§ STATED TASK: Please put every line of the entries below into one numbered list, skipping blank lines and leaving the pictures out.

Outline annotation records
________________________
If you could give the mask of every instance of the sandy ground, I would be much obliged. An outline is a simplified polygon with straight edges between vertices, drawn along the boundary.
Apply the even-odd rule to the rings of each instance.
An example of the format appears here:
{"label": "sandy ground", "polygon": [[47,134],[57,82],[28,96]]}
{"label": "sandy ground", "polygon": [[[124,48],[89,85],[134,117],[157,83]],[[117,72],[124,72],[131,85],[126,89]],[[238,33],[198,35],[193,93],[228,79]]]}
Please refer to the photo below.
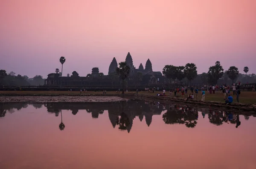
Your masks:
________________________
§ TASK RESPONSE:
1. If you could give the mask of every instance of the sandy ground, I would be much obliged. An outline is a simplified polygon with straight edges between vertices, drawn along the boundary.
2. Apply the even-odd rule to the rings of each instance.
3. An example of the format appears here:
4. {"label": "sandy ground", "polygon": [[47,134],[57,82],[28,96]]}
5. {"label": "sandy ground", "polygon": [[[124,48],[89,85],[134,117],[157,83]],[[117,72],[124,72],[131,85],[126,89]],[[238,33],[198,35],[193,93],[228,79]]]}
6. Please refer to the photo below.
7. Your masks:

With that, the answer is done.